Point placement entries:
· · · ·

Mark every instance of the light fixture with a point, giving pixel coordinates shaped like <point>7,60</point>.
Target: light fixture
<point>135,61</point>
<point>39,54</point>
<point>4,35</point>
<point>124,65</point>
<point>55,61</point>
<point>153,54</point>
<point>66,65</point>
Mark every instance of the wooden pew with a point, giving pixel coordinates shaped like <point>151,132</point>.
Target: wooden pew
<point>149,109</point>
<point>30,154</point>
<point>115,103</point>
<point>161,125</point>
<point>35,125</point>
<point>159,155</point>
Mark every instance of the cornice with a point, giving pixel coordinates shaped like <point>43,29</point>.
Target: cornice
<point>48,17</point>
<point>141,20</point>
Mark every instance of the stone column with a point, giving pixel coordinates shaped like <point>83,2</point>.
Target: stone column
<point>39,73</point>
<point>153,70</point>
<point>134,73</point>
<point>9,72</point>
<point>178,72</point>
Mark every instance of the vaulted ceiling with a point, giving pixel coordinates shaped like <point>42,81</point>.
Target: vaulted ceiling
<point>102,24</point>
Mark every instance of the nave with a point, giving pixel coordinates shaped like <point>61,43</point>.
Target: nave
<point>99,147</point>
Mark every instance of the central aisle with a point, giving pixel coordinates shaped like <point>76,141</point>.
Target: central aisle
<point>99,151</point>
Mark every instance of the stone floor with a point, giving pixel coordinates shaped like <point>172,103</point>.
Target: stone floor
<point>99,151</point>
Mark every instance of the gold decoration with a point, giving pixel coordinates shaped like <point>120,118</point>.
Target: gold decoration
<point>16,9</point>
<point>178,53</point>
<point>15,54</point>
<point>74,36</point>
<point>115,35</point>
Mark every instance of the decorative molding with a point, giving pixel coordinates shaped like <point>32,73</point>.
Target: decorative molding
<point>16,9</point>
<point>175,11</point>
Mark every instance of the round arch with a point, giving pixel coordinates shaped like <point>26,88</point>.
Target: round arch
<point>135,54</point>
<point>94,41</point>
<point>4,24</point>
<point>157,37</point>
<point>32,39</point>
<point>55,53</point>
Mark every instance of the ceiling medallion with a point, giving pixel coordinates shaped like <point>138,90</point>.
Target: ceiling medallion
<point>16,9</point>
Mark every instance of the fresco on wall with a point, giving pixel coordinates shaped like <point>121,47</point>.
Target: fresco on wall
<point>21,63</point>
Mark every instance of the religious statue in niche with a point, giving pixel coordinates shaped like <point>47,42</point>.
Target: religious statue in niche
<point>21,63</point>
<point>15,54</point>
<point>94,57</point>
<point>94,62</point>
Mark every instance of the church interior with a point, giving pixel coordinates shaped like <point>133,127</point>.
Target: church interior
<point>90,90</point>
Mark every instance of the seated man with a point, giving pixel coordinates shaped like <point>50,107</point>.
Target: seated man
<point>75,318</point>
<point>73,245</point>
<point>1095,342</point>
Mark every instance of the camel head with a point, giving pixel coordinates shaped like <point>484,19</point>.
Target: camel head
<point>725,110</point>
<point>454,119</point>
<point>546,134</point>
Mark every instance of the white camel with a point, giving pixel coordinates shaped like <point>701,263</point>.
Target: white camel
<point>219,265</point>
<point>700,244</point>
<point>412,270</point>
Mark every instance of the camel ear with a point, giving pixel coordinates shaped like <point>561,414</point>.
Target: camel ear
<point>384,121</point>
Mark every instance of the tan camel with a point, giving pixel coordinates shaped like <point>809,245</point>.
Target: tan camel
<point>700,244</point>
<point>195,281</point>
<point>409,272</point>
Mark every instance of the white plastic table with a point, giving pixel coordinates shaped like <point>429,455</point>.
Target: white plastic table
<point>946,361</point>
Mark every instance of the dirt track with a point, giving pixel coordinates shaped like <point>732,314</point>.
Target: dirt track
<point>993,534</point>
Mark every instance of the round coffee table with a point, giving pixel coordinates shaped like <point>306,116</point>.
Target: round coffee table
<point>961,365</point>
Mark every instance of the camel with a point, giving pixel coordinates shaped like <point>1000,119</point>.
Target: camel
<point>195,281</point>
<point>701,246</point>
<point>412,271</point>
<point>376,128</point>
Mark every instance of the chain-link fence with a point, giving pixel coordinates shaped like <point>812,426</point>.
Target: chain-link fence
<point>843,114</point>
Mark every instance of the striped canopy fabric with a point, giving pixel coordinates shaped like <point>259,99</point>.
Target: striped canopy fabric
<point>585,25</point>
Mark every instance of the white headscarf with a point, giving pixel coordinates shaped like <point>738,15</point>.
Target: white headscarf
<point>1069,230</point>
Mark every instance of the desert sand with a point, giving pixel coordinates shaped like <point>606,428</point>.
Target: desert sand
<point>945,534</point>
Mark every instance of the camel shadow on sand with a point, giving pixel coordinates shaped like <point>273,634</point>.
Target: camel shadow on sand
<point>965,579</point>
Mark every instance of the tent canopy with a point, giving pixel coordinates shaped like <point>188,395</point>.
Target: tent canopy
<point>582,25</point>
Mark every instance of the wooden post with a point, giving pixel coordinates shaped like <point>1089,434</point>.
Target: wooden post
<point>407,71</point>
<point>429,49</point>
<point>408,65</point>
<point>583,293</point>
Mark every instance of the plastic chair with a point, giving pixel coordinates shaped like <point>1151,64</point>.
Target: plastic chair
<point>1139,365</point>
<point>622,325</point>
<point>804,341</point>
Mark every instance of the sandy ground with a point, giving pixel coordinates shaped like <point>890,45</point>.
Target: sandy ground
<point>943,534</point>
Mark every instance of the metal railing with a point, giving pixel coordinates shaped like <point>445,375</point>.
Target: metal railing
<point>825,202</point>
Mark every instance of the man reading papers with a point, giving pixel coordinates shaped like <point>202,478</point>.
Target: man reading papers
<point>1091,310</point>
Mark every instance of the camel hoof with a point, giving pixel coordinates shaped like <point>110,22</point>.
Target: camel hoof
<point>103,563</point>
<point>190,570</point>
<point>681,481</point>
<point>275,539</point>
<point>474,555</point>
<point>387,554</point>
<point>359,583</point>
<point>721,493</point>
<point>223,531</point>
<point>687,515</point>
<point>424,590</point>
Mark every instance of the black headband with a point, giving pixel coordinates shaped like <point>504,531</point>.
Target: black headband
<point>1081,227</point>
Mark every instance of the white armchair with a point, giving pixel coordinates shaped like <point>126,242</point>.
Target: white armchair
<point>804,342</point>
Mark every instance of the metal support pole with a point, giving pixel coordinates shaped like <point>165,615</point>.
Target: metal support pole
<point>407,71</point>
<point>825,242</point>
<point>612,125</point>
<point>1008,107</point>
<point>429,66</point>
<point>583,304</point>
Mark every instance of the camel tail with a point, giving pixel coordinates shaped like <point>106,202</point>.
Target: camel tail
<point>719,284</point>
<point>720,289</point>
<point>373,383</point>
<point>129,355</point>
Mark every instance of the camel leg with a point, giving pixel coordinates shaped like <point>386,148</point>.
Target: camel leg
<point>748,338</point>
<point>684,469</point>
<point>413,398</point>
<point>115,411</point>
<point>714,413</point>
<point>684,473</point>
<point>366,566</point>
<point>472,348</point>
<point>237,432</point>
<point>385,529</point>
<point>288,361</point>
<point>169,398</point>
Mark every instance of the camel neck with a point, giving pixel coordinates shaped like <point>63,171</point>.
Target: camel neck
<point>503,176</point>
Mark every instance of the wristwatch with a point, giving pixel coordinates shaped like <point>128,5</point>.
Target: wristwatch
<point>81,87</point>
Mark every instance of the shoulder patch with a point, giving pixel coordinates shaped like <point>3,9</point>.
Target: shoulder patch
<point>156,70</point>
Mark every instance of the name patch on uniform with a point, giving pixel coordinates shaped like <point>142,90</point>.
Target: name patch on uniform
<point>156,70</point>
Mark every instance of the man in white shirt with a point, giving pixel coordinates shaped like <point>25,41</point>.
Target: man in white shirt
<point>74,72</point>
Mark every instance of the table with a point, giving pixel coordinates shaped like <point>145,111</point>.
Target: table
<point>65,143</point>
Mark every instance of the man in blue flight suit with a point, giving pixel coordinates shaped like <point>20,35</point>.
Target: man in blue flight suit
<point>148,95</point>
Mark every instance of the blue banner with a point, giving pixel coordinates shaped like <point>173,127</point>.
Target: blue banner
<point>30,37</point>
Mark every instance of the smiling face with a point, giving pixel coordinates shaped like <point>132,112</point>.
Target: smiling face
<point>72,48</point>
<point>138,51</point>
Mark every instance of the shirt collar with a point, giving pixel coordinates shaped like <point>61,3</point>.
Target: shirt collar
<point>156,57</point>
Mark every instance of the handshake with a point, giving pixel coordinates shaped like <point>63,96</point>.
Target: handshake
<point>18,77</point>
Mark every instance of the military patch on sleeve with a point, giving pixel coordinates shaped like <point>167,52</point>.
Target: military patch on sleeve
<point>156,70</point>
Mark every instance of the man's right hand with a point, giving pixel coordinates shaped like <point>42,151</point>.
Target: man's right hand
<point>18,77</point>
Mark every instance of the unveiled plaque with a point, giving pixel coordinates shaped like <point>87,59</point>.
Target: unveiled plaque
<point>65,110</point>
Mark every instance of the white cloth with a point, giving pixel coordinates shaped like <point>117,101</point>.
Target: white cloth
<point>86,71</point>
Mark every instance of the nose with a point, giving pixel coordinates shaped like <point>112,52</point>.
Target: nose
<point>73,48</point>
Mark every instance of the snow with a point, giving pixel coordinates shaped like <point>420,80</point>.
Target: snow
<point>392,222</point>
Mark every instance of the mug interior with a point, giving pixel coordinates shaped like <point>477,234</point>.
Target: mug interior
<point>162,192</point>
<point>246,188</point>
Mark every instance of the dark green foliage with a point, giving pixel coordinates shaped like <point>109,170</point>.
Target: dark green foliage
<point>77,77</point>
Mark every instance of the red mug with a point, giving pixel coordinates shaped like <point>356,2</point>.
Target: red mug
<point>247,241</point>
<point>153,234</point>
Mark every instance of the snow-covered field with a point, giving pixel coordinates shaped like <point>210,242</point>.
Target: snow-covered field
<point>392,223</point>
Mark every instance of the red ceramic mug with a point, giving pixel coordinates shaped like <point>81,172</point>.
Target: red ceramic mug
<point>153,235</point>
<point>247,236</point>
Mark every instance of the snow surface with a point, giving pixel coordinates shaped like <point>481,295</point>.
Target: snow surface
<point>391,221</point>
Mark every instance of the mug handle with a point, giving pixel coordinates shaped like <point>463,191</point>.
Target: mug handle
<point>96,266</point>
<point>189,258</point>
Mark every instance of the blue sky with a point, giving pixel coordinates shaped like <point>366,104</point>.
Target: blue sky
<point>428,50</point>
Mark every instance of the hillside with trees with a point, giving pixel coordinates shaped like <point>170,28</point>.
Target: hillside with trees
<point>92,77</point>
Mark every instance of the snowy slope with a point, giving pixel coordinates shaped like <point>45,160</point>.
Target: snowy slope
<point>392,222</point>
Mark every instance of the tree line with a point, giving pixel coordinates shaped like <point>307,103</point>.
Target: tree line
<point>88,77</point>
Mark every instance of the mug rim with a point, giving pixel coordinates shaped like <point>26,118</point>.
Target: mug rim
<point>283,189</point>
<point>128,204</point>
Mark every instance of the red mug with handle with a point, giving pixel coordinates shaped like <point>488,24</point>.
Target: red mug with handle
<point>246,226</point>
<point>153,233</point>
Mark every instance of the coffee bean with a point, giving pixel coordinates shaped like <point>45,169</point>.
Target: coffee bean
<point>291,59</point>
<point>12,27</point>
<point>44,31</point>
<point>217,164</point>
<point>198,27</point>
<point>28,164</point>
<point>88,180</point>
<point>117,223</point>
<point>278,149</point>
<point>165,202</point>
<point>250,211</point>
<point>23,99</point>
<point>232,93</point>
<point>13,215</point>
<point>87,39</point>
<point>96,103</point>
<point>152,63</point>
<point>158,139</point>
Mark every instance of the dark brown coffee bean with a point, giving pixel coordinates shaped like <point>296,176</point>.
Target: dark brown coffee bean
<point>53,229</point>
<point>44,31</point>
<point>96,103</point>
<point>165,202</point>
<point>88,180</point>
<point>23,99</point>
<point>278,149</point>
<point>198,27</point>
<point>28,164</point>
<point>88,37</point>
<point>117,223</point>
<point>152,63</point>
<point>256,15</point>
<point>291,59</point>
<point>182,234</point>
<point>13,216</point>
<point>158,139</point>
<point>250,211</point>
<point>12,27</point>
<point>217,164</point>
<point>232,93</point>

· · · ·

» Set exercise
Please recast the entries as a two-column CSV headed entry_text and answer, one row per entry, beginning at the start of the entries and stopping after the line that contains "<point>175,11</point>". Wrap each field in double quotes and replace any line breaks within a field with spaces.

» Answer for this exercise
entry_text,answer
"Mark every instance of the light fixture with a point, giving pixel coordinates shaped like <point>7,60</point>. Target: light fixture","<point>135,61</point> <point>39,54</point> <point>4,35</point> <point>124,65</point> <point>55,61</point> <point>153,54</point> <point>66,65</point>"
"Mark every instance of the wooden pew with a point, giving pixel coordinates shaped like <point>151,132</point>. Target: wooden pew","<point>149,109</point> <point>30,154</point> <point>115,103</point> <point>161,125</point> <point>35,125</point> <point>159,155</point>"
"Mark every instance of the cornice with a point, giving pixel coordinates shaped like <point>43,29</point>. Target: cornice","<point>48,17</point> <point>141,20</point>"
"Mark every instance of the stone column with a point, giving pixel coordinates shaped like <point>83,2</point>. Target: stone column","<point>39,73</point> <point>153,70</point> <point>134,73</point> <point>9,72</point> <point>178,72</point>"
"Mark every instance of the vaulted ceiling with a point, giving pixel coordinates shaped like <point>42,81</point>. Target: vaulted ceiling","<point>102,24</point>"
"Mark every instance of the nave with a point, giving pixel coordinates shaped like <point>61,43</point>. Target: nave","<point>99,147</point>"
"Mark every instance of the central aisle with a point, giving pixel coordinates shaped like <point>76,141</point>. Target: central aisle","<point>99,151</point>"
"Mark every instance of the stone floor with a point, giving pixel coordinates shaped like <point>172,103</point>. Target: stone floor","<point>99,151</point>"
"Mark every instance of the gold decoration with a point, giving pixel coordinates shaped like <point>120,118</point>. Target: gold decoration","<point>16,9</point> <point>178,53</point> <point>15,54</point> <point>74,36</point> <point>115,35</point>"
"Mark every instance of the decorative molding with a point, giving pixel coordinates shaped like <point>32,73</point>. Target: decorative molding","<point>16,9</point> <point>175,11</point>"